Copy every entry below exactly, and keep out the pictures.

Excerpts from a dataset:
########################################
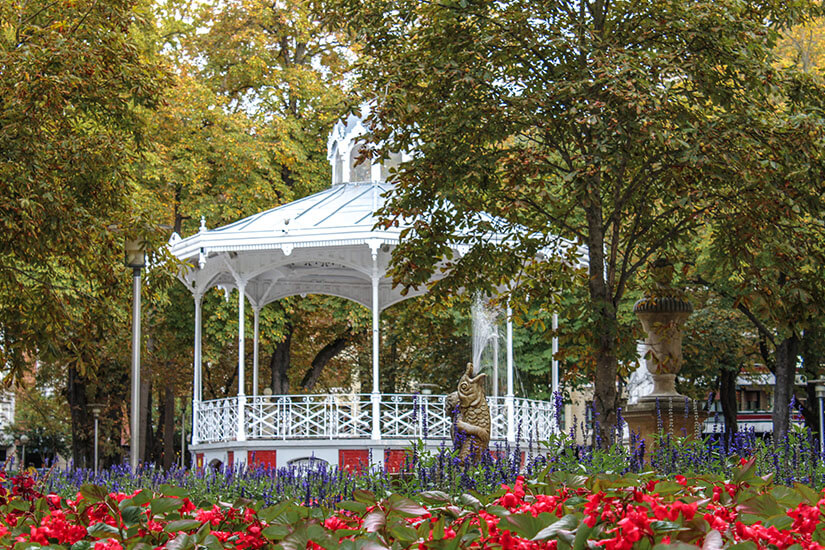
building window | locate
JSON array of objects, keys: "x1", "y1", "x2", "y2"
[{"x1": 745, "y1": 390, "x2": 760, "y2": 411}]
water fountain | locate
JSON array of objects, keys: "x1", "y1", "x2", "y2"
[{"x1": 471, "y1": 294, "x2": 501, "y2": 396}]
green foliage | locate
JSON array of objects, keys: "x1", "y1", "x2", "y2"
[
  {"x1": 678, "y1": 292, "x2": 759, "y2": 401},
  {"x1": 10, "y1": 0, "x2": 825, "y2": 469},
  {"x1": 379, "y1": 295, "x2": 472, "y2": 393},
  {"x1": 8, "y1": 461, "x2": 825, "y2": 549},
  {"x1": 777, "y1": 16, "x2": 825, "y2": 73},
  {"x1": 190, "y1": 0, "x2": 349, "y2": 198},
  {"x1": 0, "y1": 0, "x2": 168, "y2": 377},
  {"x1": 132, "y1": 0, "x2": 356, "y2": 408},
  {"x1": 334, "y1": 0, "x2": 825, "y2": 444}
]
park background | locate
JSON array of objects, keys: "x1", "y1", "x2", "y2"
[{"x1": 1, "y1": 0, "x2": 825, "y2": 473}]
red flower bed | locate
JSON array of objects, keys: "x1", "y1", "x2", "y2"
[{"x1": 3, "y1": 460, "x2": 825, "y2": 549}]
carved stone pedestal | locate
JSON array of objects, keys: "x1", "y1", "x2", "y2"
[
  {"x1": 625, "y1": 258, "x2": 708, "y2": 459},
  {"x1": 624, "y1": 397, "x2": 709, "y2": 455}
]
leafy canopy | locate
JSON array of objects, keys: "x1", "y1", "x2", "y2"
[{"x1": 334, "y1": 0, "x2": 825, "y2": 441}]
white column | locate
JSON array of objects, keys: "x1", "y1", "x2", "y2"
[
  {"x1": 506, "y1": 303, "x2": 515, "y2": 442},
  {"x1": 253, "y1": 306, "x2": 260, "y2": 397},
  {"x1": 371, "y1": 258, "x2": 381, "y2": 441},
  {"x1": 552, "y1": 312, "x2": 559, "y2": 396},
  {"x1": 493, "y1": 334, "x2": 499, "y2": 398},
  {"x1": 192, "y1": 293, "x2": 203, "y2": 445},
  {"x1": 237, "y1": 282, "x2": 247, "y2": 442}
]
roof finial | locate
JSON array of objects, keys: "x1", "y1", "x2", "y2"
[{"x1": 199, "y1": 216, "x2": 207, "y2": 233}]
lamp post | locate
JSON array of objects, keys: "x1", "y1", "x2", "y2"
[
  {"x1": 89, "y1": 404, "x2": 103, "y2": 473},
  {"x1": 813, "y1": 380, "x2": 825, "y2": 455},
  {"x1": 125, "y1": 238, "x2": 145, "y2": 472},
  {"x1": 19, "y1": 434, "x2": 28, "y2": 471}
]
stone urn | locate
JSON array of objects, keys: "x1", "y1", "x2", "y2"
[{"x1": 633, "y1": 259, "x2": 693, "y2": 400}]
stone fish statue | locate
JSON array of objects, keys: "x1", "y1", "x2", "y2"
[{"x1": 447, "y1": 362, "x2": 491, "y2": 462}]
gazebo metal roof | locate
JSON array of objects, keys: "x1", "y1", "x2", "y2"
[{"x1": 168, "y1": 180, "x2": 422, "y2": 310}]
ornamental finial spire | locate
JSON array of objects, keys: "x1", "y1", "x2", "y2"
[{"x1": 199, "y1": 216, "x2": 207, "y2": 233}]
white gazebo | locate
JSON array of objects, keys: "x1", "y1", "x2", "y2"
[{"x1": 169, "y1": 113, "x2": 559, "y2": 471}]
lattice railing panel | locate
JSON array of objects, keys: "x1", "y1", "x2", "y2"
[
  {"x1": 287, "y1": 396, "x2": 333, "y2": 438},
  {"x1": 380, "y1": 394, "x2": 422, "y2": 438},
  {"x1": 196, "y1": 397, "x2": 238, "y2": 443},
  {"x1": 419, "y1": 395, "x2": 451, "y2": 439},
  {"x1": 246, "y1": 396, "x2": 288, "y2": 439},
  {"x1": 194, "y1": 393, "x2": 558, "y2": 444},
  {"x1": 488, "y1": 397, "x2": 508, "y2": 441},
  {"x1": 513, "y1": 398, "x2": 556, "y2": 442},
  {"x1": 333, "y1": 394, "x2": 372, "y2": 438}
]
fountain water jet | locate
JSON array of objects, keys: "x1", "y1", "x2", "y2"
[{"x1": 471, "y1": 294, "x2": 501, "y2": 396}]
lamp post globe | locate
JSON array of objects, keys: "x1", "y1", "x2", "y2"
[
  {"x1": 89, "y1": 404, "x2": 104, "y2": 474},
  {"x1": 19, "y1": 434, "x2": 29, "y2": 470}
]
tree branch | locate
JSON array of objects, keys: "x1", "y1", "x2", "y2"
[{"x1": 615, "y1": 205, "x2": 710, "y2": 301}]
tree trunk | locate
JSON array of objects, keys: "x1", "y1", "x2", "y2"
[
  {"x1": 270, "y1": 323, "x2": 294, "y2": 394},
  {"x1": 181, "y1": 396, "x2": 189, "y2": 468},
  {"x1": 66, "y1": 365, "x2": 89, "y2": 468},
  {"x1": 142, "y1": 337, "x2": 154, "y2": 463},
  {"x1": 773, "y1": 334, "x2": 800, "y2": 443},
  {"x1": 301, "y1": 329, "x2": 352, "y2": 390},
  {"x1": 719, "y1": 367, "x2": 739, "y2": 448},
  {"x1": 804, "y1": 382, "x2": 819, "y2": 444},
  {"x1": 162, "y1": 380, "x2": 175, "y2": 469},
  {"x1": 584, "y1": 191, "x2": 619, "y2": 448}
]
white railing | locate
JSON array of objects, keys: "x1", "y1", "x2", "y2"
[
  {"x1": 196, "y1": 397, "x2": 238, "y2": 443},
  {"x1": 245, "y1": 394, "x2": 372, "y2": 439},
  {"x1": 513, "y1": 397, "x2": 556, "y2": 443},
  {"x1": 194, "y1": 393, "x2": 558, "y2": 445},
  {"x1": 489, "y1": 397, "x2": 508, "y2": 441}
]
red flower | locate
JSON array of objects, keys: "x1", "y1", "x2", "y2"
[
  {"x1": 500, "y1": 476, "x2": 527, "y2": 509},
  {"x1": 195, "y1": 505, "x2": 225, "y2": 526},
  {"x1": 788, "y1": 503, "x2": 821, "y2": 535},
  {"x1": 324, "y1": 516, "x2": 349, "y2": 530},
  {"x1": 180, "y1": 497, "x2": 196, "y2": 514},
  {"x1": 93, "y1": 539, "x2": 123, "y2": 550}
]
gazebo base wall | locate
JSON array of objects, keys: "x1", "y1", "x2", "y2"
[{"x1": 190, "y1": 438, "x2": 529, "y2": 472}]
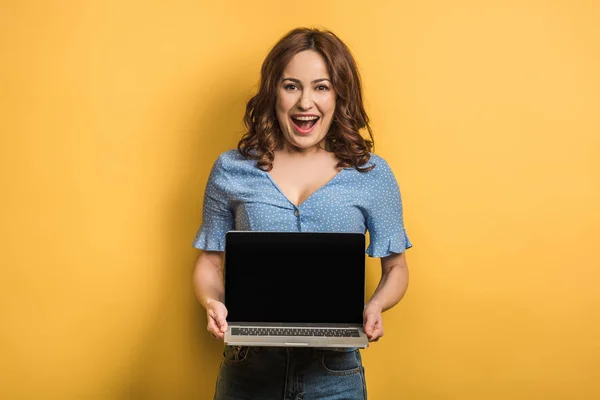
########################################
Exercise solution:
building window | locate
JSON array of objects, keys: "x1", "y1", "x2", "y2"
[{"x1": 745, "y1": 390, "x2": 760, "y2": 411}]
water fountain | locate
JSON array of objects, keys: "x1", "y1", "x2", "y2"
[{"x1": 471, "y1": 294, "x2": 501, "y2": 396}]
green foliage | locate
JSON array of objects, keys: "x1", "y1", "x2", "y2"
[
  {"x1": 678, "y1": 292, "x2": 759, "y2": 401},
  {"x1": 10, "y1": 0, "x2": 825, "y2": 469},
  {"x1": 379, "y1": 295, "x2": 472, "y2": 393},
  {"x1": 8, "y1": 461, "x2": 825, "y2": 549},
  {"x1": 777, "y1": 16, "x2": 825, "y2": 73},
  {"x1": 190, "y1": 0, "x2": 349, "y2": 198},
  {"x1": 0, "y1": 0, "x2": 168, "y2": 377},
  {"x1": 132, "y1": 0, "x2": 356, "y2": 408},
  {"x1": 334, "y1": 0, "x2": 825, "y2": 444}
]
park background | locate
JSON array of objects, keys: "x1", "y1", "x2", "y2"
[{"x1": 1, "y1": 0, "x2": 825, "y2": 473}]
red flower bed | locate
JSON array of objects, keys: "x1", "y1", "x2", "y2"
[{"x1": 3, "y1": 460, "x2": 825, "y2": 549}]
carved stone pedestal | locate
JSON array of objects, keys: "x1", "y1", "x2", "y2"
[
  {"x1": 625, "y1": 258, "x2": 708, "y2": 459},
  {"x1": 624, "y1": 397, "x2": 709, "y2": 455}
]
leafy canopy | locate
JSON array of objects, keys: "x1", "y1", "x2", "y2"
[{"x1": 334, "y1": 0, "x2": 825, "y2": 441}]
white column | locate
JSON array of objects, keys: "x1", "y1", "x2", "y2"
[
  {"x1": 506, "y1": 303, "x2": 515, "y2": 442},
  {"x1": 253, "y1": 306, "x2": 260, "y2": 397},
  {"x1": 371, "y1": 258, "x2": 381, "y2": 441},
  {"x1": 552, "y1": 312, "x2": 559, "y2": 396},
  {"x1": 493, "y1": 334, "x2": 499, "y2": 398},
  {"x1": 192, "y1": 293, "x2": 203, "y2": 445},
  {"x1": 237, "y1": 282, "x2": 247, "y2": 442}
]
roof finial | locate
JSON array of objects, keys: "x1", "y1", "x2", "y2"
[{"x1": 199, "y1": 216, "x2": 207, "y2": 233}]
lamp post | locate
JSON array of objects, keys: "x1", "y1", "x2", "y2"
[
  {"x1": 89, "y1": 404, "x2": 103, "y2": 473},
  {"x1": 813, "y1": 380, "x2": 825, "y2": 455},
  {"x1": 125, "y1": 238, "x2": 145, "y2": 472},
  {"x1": 19, "y1": 434, "x2": 28, "y2": 471}
]
stone urn | locate
JSON array of objects, keys: "x1", "y1", "x2", "y2"
[{"x1": 633, "y1": 259, "x2": 693, "y2": 400}]
stone fish statue | locate
JSON array of objects, keys: "x1", "y1", "x2", "y2"
[{"x1": 447, "y1": 362, "x2": 491, "y2": 462}]
gazebo metal roof | locate
JSON array of objects, keys: "x1", "y1", "x2", "y2"
[{"x1": 168, "y1": 180, "x2": 422, "y2": 310}]
ornamental finial spire | locate
JSON array of objects, keys: "x1", "y1", "x2", "y2"
[{"x1": 199, "y1": 216, "x2": 207, "y2": 233}]
white gazebo | locate
JSON array of objects, keys: "x1", "y1", "x2", "y2"
[{"x1": 169, "y1": 113, "x2": 559, "y2": 471}]
lattice railing panel | locate
JSON array of objects, keys: "x1", "y1", "x2", "y2"
[
  {"x1": 287, "y1": 396, "x2": 333, "y2": 438},
  {"x1": 380, "y1": 394, "x2": 422, "y2": 438},
  {"x1": 196, "y1": 397, "x2": 238, "y2": 443},
  {"x1": 419, "y1": 395, "x2": 451, "y2": 439},
  {"x1": 246, "y1": 396, "x2": 288, "y2": 439},
  {"x1": 194, "y1": 393, "x2": 558, "y2": 444},
  {"x1": 488, "y1": 397, "x2": 508, "y2": 441},
  {"x1": 513, "y1": 398, "x2": 556, "y2": 442},
  {"x1": 333, "y1": 394, "x2": 372, "y2": 438}
]
fountain water jet | locate
JSON array of objects, keys: "x1", "y1", "x2", "y2"
[{"x1": 471, "y1": 294, "x2": 501, "y2": 396}]
lamp post globe | locate
JSON array of objects, keys: "x1", "y1", "x2", "y2"
[
  {"x1": 89, "y1": 404, "x2": 104, "y2": 474},
  {"x1": 19, "y1": 434, "x2": 29, "y2": 470}
]
tree branch | locate
JSON array of objects, keys: "x1", "y1", "x2", "y2"
[{"x1": 615, "y1": 205, "x2": 710, "y2": 301}]
tree trunk | locate
JSON array of objects, keys: "x1", "y1", "x2", "y2"
[
  {"x1": 270, "y1": 323, "x2": 294, "y2": 394},
  {"x1": 181, "y1": 396, "x2": 189, "y2": 468},
  {"x1": 66, "y1": 365, "x2": 89, "y2": 468},
  {"x1": 142, "y1": 337, "x2": 154, "y2": 463},
  {"x1": 773, "y1": 334, "x2": 800, "y2": 443},
  {"x1": 301, "y1": 329, "x2": 352, "y2": 390},
  {"x1": 719, "y1": 367, "x2": 739, "y2": 448},
  {"x1": 804, "y1": 382, "x2": 819, "y2": 444},
  {"x1": 162, "y1": 380, "x2": 175, "y2": 469},
  {"x1": 584, "y1": 191, "x2": 619, "y2": 448}
]
white railing | locate
JSON array of objects, keys: "x1", "y1", "x2", "y2"
[
  {"x1": 196, "y1": 397, "x2": 238, "y2": 443},
  {"x1": 245, "y1": 394, "x2": 372, "y2": 439},
  {"x1": 513, "y1": 397, "x2": 556, "y2": 443},
  {"x1": 194, "y1": 393, "x2": 558, "y2": 445},
  {"x1": 489, "y1": 397, "x2": 508, "y2": 441}
]
red flower | locate
JSON array of objects, keys: "x1", "y1", "x2", "y2"
[
  {"x1": 500, "y1": 476, "x2": 527, "y2": 509},
  {"x1": 195, "y1": 505, "x2": 225, "y2": 526},
  {"x1": 788, "y1": 503, "x2": 821, "y2": 535},
  {"x1": 324, "y1": 516, "x2": 349, "y2": 530},
  {"x1": 180, "y1": 497, "x2": 196, "y2": 514},
  {"x1": 93, "y1": 539, "x2": 123, "y2": 550}
]
gazebo base wall | locate
JSON array of objects, keys: "x1", "y1", "x2", "y2"
[{"x1": 190, "y1": 438, "x2": 529, "y2": 472}]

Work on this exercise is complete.